§ WRITTEN REQUEST:
From the line containing "Locate the dark background" down to the last line, set down each line exactly as it is, and nothing more. Leave the pictures out.

Start DATASET EXTRACT

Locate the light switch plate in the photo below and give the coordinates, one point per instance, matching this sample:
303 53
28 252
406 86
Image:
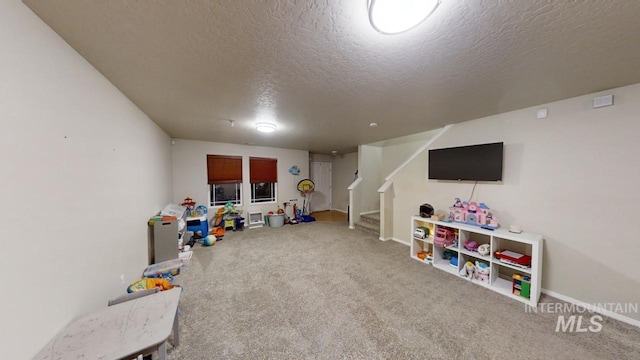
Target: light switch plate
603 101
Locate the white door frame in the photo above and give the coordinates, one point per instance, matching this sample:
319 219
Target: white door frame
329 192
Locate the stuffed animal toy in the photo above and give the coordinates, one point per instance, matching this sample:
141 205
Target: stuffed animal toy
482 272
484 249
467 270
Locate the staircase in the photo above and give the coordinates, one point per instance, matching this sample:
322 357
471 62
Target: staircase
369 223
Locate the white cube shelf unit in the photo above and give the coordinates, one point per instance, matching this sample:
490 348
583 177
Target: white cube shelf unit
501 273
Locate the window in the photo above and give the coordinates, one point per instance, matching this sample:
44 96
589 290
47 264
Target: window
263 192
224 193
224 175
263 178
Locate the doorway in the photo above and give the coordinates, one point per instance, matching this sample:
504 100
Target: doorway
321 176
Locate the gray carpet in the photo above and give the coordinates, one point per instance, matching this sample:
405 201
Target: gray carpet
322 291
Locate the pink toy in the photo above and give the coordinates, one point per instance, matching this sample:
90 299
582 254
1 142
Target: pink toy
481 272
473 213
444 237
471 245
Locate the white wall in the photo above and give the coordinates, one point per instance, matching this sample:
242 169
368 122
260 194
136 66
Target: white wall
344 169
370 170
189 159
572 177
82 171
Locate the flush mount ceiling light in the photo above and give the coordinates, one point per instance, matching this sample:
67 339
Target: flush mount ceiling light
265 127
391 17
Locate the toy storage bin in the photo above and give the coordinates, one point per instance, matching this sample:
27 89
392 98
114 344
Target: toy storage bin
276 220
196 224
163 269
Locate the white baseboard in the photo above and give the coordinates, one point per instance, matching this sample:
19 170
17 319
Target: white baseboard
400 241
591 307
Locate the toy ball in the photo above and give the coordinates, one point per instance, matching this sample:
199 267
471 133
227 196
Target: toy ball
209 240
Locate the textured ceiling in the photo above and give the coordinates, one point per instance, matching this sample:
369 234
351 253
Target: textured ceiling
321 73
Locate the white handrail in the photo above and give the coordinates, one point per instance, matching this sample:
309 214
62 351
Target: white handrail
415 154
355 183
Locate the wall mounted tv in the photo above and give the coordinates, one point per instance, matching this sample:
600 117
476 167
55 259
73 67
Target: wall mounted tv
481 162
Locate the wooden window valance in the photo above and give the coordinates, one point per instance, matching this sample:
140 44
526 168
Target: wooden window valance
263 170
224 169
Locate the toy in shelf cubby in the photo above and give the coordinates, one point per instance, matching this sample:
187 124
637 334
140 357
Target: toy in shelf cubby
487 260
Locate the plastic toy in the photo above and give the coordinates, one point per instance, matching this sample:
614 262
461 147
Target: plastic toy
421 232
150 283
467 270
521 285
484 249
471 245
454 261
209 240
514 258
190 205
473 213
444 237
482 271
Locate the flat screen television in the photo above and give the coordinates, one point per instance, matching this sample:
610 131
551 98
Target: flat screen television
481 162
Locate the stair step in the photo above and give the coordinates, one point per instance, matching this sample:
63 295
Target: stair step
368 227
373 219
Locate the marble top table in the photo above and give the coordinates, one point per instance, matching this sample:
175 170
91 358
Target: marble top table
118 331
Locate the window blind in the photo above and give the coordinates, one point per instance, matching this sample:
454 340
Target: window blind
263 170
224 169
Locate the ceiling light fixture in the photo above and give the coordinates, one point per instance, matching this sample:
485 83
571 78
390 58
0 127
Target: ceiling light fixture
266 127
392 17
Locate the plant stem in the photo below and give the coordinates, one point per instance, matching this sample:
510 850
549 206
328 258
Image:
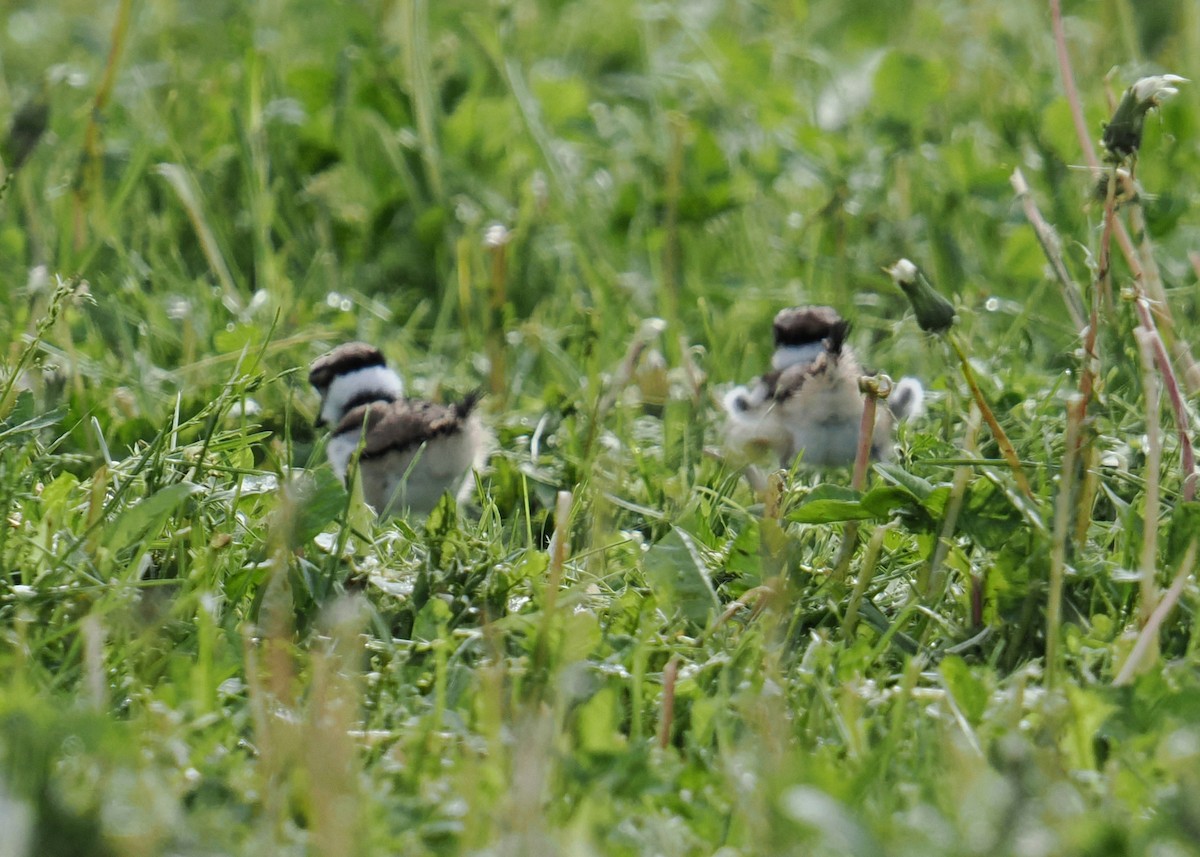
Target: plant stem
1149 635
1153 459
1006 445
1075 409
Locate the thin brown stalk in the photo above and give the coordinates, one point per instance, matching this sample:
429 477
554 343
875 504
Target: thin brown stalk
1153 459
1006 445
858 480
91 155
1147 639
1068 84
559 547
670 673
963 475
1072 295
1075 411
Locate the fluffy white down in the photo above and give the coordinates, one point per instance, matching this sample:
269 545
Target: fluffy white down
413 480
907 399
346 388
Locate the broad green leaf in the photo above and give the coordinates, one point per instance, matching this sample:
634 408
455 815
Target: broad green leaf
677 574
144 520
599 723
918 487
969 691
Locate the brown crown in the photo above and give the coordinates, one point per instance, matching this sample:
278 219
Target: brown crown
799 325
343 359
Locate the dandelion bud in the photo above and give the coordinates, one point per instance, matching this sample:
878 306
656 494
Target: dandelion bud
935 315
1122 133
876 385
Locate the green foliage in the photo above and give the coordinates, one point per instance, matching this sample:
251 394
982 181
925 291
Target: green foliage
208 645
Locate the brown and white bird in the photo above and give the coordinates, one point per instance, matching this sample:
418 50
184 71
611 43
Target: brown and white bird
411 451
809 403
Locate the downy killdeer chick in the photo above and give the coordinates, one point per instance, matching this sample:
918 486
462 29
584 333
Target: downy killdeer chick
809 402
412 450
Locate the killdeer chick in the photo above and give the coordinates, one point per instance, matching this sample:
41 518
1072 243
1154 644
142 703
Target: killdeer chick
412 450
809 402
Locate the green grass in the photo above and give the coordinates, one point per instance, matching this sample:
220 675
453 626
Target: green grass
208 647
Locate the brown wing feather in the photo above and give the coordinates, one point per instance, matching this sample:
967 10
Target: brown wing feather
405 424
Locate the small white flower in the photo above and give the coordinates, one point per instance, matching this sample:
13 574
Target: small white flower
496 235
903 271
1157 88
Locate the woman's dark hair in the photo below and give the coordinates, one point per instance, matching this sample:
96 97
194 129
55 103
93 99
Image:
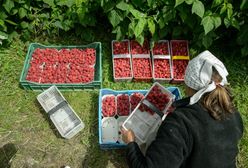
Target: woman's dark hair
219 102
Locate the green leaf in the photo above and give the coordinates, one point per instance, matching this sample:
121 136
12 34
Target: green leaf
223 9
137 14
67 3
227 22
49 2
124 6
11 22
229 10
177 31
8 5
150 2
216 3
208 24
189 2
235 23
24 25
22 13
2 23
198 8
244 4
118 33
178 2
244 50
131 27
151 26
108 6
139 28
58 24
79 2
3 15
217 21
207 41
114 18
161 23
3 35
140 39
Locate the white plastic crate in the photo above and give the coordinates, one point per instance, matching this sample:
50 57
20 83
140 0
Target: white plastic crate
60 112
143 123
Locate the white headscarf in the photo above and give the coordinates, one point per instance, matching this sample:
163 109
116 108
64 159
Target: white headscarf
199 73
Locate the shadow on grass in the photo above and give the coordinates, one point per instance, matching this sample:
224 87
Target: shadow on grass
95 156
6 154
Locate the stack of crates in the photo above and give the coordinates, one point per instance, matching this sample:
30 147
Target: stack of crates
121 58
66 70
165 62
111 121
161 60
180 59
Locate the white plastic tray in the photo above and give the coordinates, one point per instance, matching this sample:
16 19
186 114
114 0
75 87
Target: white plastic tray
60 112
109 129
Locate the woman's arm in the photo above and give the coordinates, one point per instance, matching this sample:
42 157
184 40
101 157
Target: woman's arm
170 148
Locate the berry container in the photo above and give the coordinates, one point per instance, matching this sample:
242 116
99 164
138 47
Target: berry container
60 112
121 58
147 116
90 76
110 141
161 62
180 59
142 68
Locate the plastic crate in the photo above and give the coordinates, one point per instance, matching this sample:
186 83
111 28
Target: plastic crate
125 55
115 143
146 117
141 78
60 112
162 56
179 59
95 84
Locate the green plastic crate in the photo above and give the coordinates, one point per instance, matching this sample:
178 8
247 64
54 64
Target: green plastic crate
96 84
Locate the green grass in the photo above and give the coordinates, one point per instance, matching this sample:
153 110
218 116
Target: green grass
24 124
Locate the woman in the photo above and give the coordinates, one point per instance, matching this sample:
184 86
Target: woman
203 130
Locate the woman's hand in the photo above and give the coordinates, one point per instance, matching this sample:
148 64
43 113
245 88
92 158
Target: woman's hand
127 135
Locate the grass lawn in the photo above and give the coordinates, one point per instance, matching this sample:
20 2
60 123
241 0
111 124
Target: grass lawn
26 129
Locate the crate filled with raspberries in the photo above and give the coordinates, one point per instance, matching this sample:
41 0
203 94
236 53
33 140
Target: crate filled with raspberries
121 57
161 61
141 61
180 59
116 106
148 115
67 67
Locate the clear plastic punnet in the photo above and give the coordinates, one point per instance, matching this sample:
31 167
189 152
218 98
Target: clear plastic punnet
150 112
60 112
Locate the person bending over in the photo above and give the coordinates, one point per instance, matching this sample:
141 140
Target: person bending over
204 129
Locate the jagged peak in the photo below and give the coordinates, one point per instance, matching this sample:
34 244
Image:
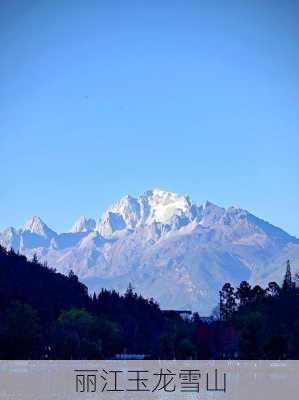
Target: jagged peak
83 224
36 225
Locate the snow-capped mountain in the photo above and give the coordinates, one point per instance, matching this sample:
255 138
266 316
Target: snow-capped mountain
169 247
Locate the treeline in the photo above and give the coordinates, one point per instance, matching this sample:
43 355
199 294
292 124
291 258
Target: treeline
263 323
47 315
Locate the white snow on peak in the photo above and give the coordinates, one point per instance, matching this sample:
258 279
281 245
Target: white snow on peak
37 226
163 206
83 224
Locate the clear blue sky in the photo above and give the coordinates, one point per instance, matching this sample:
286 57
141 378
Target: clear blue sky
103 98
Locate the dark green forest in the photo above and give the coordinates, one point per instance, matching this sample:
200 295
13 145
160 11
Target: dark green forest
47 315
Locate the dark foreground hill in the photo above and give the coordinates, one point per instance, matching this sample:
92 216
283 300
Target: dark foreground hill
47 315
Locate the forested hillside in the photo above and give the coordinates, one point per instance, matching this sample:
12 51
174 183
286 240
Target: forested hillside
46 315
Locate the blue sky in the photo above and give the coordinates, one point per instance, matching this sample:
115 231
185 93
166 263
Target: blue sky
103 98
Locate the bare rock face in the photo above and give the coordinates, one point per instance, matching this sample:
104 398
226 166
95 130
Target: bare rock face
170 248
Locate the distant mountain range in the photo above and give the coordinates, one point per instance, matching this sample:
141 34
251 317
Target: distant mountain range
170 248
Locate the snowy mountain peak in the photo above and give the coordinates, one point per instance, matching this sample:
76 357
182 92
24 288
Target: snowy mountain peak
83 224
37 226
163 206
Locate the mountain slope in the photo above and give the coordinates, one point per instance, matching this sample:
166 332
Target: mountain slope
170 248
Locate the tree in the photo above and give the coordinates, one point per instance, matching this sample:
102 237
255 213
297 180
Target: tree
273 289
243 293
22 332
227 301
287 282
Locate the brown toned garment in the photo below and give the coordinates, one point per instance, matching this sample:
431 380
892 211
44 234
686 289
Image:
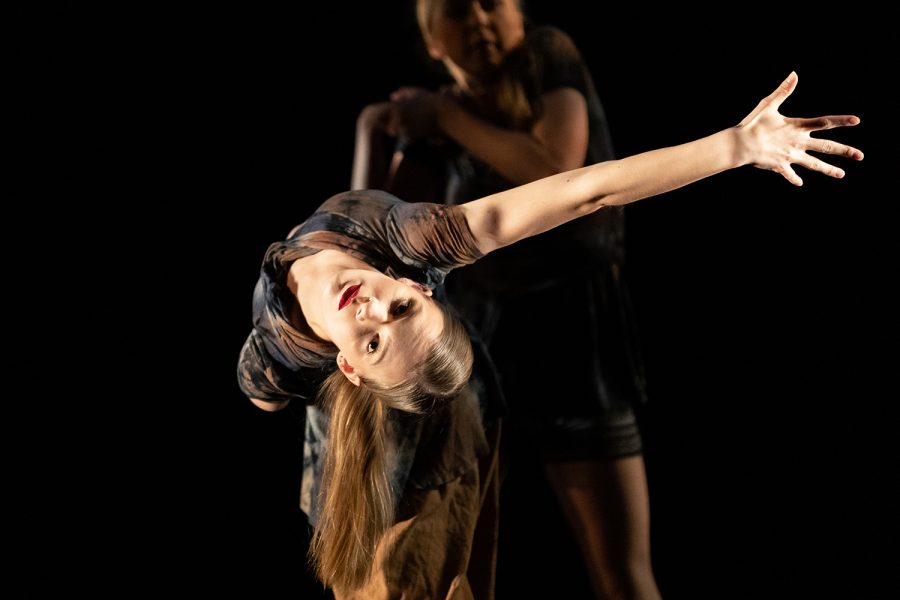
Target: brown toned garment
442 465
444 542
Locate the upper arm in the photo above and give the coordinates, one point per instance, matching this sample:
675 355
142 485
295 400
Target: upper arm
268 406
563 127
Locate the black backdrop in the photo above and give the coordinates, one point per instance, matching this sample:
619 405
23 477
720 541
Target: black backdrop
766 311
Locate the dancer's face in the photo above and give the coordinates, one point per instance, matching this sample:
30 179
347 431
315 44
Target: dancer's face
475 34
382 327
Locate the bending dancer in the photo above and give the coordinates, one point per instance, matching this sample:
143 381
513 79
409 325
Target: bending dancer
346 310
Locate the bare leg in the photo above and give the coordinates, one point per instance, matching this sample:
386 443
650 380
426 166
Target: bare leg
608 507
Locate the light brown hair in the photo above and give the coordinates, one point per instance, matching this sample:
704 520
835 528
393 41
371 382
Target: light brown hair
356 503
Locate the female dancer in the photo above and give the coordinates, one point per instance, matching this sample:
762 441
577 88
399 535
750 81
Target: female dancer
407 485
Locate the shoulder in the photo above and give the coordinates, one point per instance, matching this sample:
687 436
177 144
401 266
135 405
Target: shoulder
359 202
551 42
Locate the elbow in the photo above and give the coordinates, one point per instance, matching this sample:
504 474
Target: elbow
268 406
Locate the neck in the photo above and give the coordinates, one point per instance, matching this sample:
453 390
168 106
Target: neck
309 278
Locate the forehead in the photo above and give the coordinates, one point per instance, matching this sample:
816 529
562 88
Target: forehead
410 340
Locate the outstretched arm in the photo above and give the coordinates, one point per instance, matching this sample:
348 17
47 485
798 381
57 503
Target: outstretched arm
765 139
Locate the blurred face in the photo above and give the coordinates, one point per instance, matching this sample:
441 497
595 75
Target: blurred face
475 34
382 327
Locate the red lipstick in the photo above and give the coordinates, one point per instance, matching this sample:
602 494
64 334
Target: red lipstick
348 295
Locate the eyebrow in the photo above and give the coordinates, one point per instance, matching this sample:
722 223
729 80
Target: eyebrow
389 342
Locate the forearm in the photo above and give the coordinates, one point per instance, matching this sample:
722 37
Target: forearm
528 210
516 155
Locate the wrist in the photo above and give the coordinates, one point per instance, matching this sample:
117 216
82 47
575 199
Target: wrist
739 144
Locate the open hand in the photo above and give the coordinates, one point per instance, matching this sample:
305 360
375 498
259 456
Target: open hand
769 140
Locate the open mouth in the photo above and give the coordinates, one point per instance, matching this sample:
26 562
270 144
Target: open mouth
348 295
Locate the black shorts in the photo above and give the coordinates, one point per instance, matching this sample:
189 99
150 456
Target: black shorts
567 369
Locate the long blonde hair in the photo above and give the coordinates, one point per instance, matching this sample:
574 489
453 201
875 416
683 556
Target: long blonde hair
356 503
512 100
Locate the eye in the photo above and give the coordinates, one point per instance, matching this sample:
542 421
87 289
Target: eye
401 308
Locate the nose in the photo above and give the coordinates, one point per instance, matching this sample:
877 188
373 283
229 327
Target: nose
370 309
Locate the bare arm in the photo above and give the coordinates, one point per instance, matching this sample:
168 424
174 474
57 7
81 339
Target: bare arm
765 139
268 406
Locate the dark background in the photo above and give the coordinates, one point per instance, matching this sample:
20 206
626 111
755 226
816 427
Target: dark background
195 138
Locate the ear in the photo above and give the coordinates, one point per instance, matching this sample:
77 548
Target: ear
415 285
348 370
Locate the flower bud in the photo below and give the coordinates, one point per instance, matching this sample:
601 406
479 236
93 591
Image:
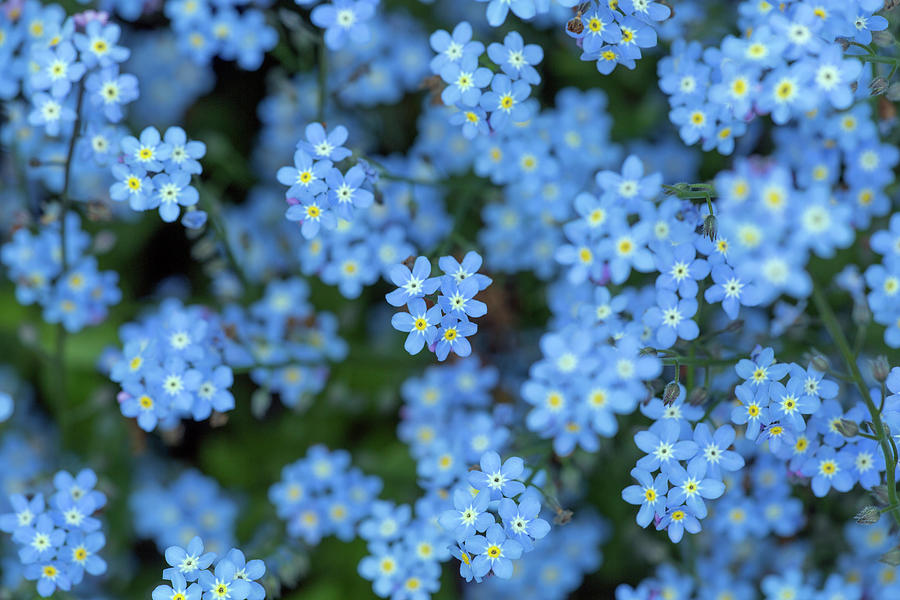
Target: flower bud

End DATASET EXTRACT

§ ANSWER TO THE EXERCISE:
Locate the dark background in the photo above and give the coordinates, one point per instance, matching this sample:
20 206
626 111
755 226
816 427
Target: dark background
195 138
Locate the ear in the photo above and give the coordinates, one point per instance, matching this sample:
77 548
Target: ear
415 285
348 370
Locate the flower bud in the photo below and give the coordinates, one point per instance, matching this sample:
601 406
479 236
93 591
Image:
Target: flower bud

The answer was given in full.